Document segment:
┌────────

Forum Non Conveniens Defeats Shareholder Litigation on Cross-Border Mergers

This post comes to us from Todd Cosenza of Willkie Farr & Gallagher LLP, and is based on a Willkie Farr & Gallagher client memorandum by Mr. Cosenza and Tariq Mundiya.

Two recent U.S. federal district court decisions (In re Cadbury Shareholder Litig. and In re Alcon Shareholder Litig.) highlight how the common law doctrine of forum non conveniens can thwart class actions commenced by U.S. shareholders challenging cross-border merger transactions. Both decisions also reflect the trend of U.S. courts to refrain from adjudicating claims brought by U.S. shareholders impacting foreign sovereign interests and arising predominately under foreign laws. As the Alcon court noted, U.S. courts are increasingly attempting to “avert the unnecessary globalization of this Court’s jurisdiction that would occur if the mere trading of stock on the NYSE would expose foreign businesses to corporate governance challenges in this Court.” [1]

Background on Forum Non Conveniens

U.S. courts have the discretionary power to dismiss or stay a case where principles of justice and convenience counsel in favor of the litigation being heard in a foreign court or tribunal, even if the court has personal jurisdiction over a defendant. Forum non conveniens is a common law doctrine that “finds its roots in the inherent power of the courts to manage their own affairs so as to achieve the orderly and expeditious disposition of cases.” [2] In determining whether to apply the doctrine, U.S. courts typically undertake a three-step analysis: (1) whether an adequate alternative forum is available; (2) how much deference should be given to the plaintiff’s choice of forum; and (3) the balance of private and public interest factors implicated in the choice of forum. The third step is typically fact-intensive. Relevant factors in the determination include the potential application of foreign law, the location of evidence and witnesses, the expenses that parties will incur by litigating in a particular forum, and the desire to have disputes settled locally. If, after conducting its three-part analysis, the court decides that the action is better suited to proceed in another forum, the case will be dismissed or stayed in favor of a foreign forum.

In re Cadbury Shareholder Litigation

U.S. shareholders of Cadbury PLC, an English company, brought a class action lawsuit in federal district court in New Jersey against Cadbury and its board in connection with the unsolicited bid of Kraft Foods, Inc., a U.S. company, for control of Cadbury. Plaintiffs alleged that members of Cadbury’s board had breached various fiduciary duties by failing to engage in good faith negotiations with Kraft after receiving a proposed acquisition offer. Even though English law governed the conduct of Cadbury’s board as well as the bidding process, the purported class

action was brought in New Jersey federal district court. Defendants moved to dismiss the complaint on forum non conveniens grounds arguing, among other things, that the United Kingdom had a paramount interest in regulating companies organized under its laws (such as Cadbury) and in resolving such takeover disputes under its processes and procedures.

└────────

Goal of the exercise:
Answer these questions from the post on forum non conveniens.
1. Which two federal district court decisions does it highlight?
2. What is the first step in the three-step analysis U.S. courts typically use?
3. In which court did U.S. shareholders of Cadbury bring their class action?

Object position labeling rows
┌────────

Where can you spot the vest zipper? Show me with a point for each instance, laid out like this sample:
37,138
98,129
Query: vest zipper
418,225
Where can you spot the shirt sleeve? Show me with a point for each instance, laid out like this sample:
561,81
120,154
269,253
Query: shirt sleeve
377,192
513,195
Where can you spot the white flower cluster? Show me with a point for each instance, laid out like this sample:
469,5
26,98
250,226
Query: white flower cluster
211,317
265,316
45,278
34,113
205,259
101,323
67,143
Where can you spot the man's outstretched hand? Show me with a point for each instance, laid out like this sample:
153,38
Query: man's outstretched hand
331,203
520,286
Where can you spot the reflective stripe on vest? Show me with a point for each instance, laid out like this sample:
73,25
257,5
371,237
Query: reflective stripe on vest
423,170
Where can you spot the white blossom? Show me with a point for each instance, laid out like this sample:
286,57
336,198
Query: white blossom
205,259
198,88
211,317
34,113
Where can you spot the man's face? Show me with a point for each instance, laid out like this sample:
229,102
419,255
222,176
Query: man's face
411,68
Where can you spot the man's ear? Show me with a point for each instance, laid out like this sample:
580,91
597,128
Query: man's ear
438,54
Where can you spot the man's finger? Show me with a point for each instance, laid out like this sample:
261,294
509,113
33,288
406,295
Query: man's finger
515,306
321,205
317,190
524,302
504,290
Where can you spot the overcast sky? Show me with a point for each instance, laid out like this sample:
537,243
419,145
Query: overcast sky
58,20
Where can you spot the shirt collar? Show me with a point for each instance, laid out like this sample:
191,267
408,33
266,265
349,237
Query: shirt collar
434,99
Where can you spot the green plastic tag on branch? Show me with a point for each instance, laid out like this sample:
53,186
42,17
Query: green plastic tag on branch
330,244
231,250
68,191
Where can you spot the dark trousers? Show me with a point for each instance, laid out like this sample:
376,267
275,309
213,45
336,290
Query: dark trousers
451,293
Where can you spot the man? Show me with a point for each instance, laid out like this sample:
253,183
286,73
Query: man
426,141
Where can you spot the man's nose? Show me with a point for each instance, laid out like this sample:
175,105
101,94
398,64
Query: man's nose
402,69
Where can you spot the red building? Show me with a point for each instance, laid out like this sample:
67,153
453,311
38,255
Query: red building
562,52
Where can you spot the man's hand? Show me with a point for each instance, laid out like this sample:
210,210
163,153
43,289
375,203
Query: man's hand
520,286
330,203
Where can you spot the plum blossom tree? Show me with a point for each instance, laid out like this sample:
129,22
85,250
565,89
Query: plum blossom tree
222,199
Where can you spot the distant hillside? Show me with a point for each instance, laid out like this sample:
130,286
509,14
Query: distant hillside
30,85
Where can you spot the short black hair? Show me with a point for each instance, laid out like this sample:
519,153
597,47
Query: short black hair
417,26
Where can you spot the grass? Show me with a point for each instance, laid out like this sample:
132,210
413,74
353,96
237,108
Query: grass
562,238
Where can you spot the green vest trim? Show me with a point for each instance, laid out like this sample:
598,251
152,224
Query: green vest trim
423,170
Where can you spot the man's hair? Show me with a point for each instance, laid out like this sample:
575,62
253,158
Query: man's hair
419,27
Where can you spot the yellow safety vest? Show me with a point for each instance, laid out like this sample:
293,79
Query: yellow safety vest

└────────

Full answer:
1. In re Cadbury Shareholder Litig. and In re Alcon Shareholder Litig.
2. Whether an adequate alternative forum is available.
3. Federal district court in New Jersey.